[A block of data]
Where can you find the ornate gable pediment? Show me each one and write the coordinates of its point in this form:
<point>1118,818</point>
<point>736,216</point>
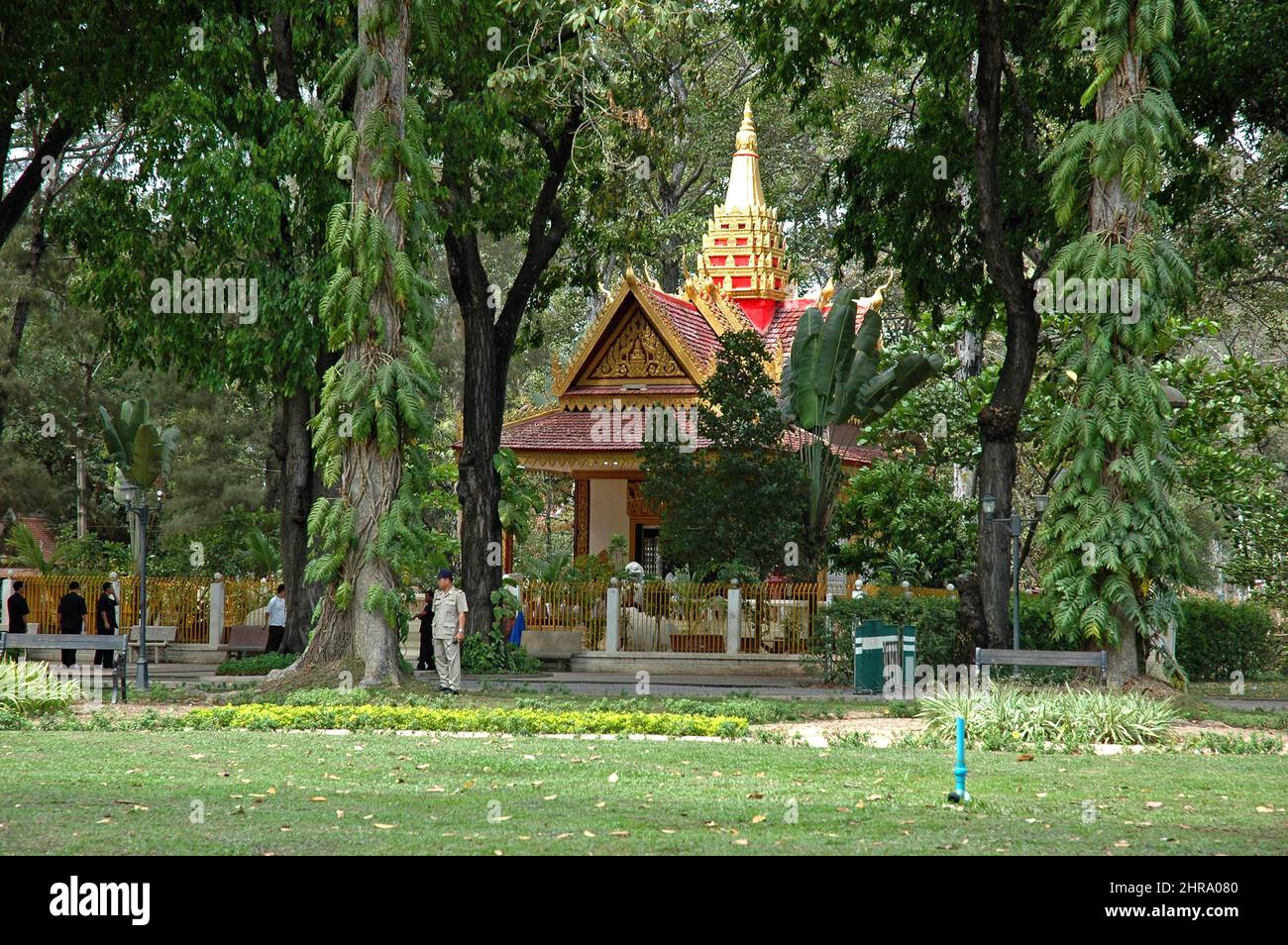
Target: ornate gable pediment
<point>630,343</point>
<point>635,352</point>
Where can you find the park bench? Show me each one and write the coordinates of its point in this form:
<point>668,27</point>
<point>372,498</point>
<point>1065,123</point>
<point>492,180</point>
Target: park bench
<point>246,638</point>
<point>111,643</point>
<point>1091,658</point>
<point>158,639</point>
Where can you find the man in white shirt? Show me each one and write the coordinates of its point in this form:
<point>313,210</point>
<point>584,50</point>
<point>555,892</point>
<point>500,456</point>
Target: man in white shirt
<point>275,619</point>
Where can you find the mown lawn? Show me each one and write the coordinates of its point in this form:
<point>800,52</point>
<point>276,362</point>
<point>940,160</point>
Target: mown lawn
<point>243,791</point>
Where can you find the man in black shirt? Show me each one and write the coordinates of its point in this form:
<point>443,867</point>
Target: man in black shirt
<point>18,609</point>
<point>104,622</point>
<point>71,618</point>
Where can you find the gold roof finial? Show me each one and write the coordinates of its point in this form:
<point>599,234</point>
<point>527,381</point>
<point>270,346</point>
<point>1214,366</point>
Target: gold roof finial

What is needed =>
Write out every record again, switching "Show me each one" to "Point out each one" and leaving all else as it stands. Omit the pictures.

Written answer =>
Where can you find the ornate gable pediment? Point out each one and write the coordinates of its point in this form:
<point>1118,818</point>
<point>736,216</point>
Target: ornate gable pediment
<point>630,343</point>
<point>635,352</point>
Where can you find the park bench? Point out each one and write the coordinates of its point in this form:
<point>668,27</point>
<point>372,498</point>
<point>1065,123</point>
<point>492,180</point>
Target: park bench
<point>246,638</point>
<point>111,643</point>
<point>1091,658</point>
<point>158,639</point>
Where can you find the man in white shirt? Point out each one and write the coordinates of its point in this form:
<point>313,210</point>
<point>584,50</point>
<point>555,892</point>
<point>500,456</point>
Target: man in white shirt
<point>275,619</point>
Where can you find the mown lawn? Point out each one and write the coordinates of its point in this form:
<point>800,52</point>
<point>276,362</point>
<point>940,160</point>
Target: mown lawn
<point>243,791</point>
Where can you find the man in black shirt? Point out each one and write the coordinates of its point in this form:
<point>443,867</point>
Target: man in black shirt
<point>18,609</point>
<point>104,622</point>
<point>71,618</point>
Where can you find the gold roof finial? Point out each one and write the coordinates of its point in this form:
<point>599,234</point>
<point>527,381</point>
<point>270,346</point>
<point>1214,366</point>
Target: gold roof finial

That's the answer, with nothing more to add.